Exercise goal »
For this task, retype the records below exactly.
**** The records ****
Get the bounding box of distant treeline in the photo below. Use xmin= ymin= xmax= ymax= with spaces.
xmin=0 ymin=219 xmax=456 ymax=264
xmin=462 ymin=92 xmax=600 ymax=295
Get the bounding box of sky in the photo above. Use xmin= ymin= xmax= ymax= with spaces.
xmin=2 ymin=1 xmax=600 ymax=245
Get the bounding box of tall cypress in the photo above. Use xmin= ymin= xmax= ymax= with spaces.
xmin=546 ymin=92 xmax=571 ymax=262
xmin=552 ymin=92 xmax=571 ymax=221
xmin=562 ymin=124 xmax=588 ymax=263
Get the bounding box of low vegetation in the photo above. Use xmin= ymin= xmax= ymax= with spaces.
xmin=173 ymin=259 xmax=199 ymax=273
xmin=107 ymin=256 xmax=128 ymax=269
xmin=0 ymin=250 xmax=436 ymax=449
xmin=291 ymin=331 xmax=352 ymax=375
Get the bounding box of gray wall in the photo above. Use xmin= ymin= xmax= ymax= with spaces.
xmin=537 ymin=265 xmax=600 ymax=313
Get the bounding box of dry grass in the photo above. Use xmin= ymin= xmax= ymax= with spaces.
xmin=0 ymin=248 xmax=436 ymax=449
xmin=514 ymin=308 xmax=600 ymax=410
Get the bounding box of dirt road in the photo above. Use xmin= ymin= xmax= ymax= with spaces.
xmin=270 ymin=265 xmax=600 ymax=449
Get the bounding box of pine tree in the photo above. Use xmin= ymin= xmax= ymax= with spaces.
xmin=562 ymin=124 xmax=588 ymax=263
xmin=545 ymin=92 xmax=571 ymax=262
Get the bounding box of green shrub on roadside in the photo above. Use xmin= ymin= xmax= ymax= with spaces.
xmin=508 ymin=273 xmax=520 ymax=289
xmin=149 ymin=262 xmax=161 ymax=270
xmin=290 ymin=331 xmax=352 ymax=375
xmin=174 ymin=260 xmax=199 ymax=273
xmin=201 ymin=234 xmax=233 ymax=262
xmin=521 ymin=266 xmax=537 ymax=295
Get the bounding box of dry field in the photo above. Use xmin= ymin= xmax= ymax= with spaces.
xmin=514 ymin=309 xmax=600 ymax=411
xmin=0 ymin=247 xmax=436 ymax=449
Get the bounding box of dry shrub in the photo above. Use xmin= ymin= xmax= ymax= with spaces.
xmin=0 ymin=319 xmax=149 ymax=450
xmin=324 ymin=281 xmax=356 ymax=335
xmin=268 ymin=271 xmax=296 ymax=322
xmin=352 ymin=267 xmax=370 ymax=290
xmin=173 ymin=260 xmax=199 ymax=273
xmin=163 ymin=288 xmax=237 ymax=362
****
Answer to the exercise »
Get the bounding box of distant treeline in the photo below. Use xmin= ymin= xmax= ymax= with spaces.
xmin=0 ymin=219 xmax=456 ymax=264
xmin=462 ymin=92 xmax=600 ymax=295
Get the bounding box of sky in the photo above. Use xmin= ymin= xmax= ymax= with spaces.
xmin=2 ymin=1 xmax=600 ymax=245
Get the bounding box of tall cypress in the photo above. Use xmin= ymin= xmax= ymax= with spaces.
xmin=546 ymin=92 xmax=571 ymax=262
xmin=552 ymin=92 xmax=571 ymax=221
xmin=562 ymin=124 xmax=588 ymax=263
Get the bounding box of low vegetation in the photo above. Use xmin= ymin= xmax= ymax= with spaces.
xmin=173 ymin=259 xmax=199 ymax=273
xmin=107 ymin=256 xmax=128 ymax=269
xmin=0 ymin=250 xmax=436 ymax=449
xmin=291 ymin=331 xmax=352 ymax=375
Get the bounding box of gray wall in the photo above. Use xmin= ymin= xmax= ymax= with spaces.
xmin=537 ymin=265 xmax=600 ymax=313
Get the bounding box of dry grass in the photo above. Use xmin= ymin= xmax= ymax= with spaces.
xmin=0 ymin=248 xmax=436 ymax=449
xmin=514 ymin=308 xmax=600 ymax=410
Get the bounding box of dirt road in the photo above. Use xmin= ymin= xmax= ymax= with spaces.
xmin=270 ymin=265 xmax=600 ymax=449
Get the bounding box of pine tree in the photo above. Use xmin= ymin= xmax= ymax= with spaces.
xmin=562 ymin=124 xmax=588 ymax=263
xmin=545 ymin=92 xmax=571 ymax=262
Get the bounding box of green shrub on roadside in the photo above. Use xmin= ymin= xmax= ymax= with spaces.
xmin=508 ymin=273 xmax=520 ymax=289
xmin=149 ymin=262 xmax=161 ymax=270
xmin=290 ymin=331 xmax=352 ymax=375
xmin=174 ymin=260 xmax=199 ymax=273
xmin=201 ymin=234 xmax=233 ymax=262
xmin=521 ymin=266 xmax=537 ymax=295
Get the bounding box of dry field in the photo above. Use xmin= ymin= xmax= ymax= with spaces.
xmin=514 ymin=309 xmax=600 ymax=411
xmin=0 ymin=247 xmax=436 ymax=449
Get the bounding box of dry shrub in the photo above. Use xmin= ymin= xmax= ymax= with spaces.
xmin=0 ymin=319 xmax=149 ymax=450
xmin=324 ymin=281 xmax=356 ymax=335
xmin=268 ymin=271 xmax=296 ymax=322
xmin=352 ymin=267 xmax=370 ymax=290
xmin=173 ymin=260 xmax=199 ymax=273
xmin=163 ymin=288 xmax=237 ymax=362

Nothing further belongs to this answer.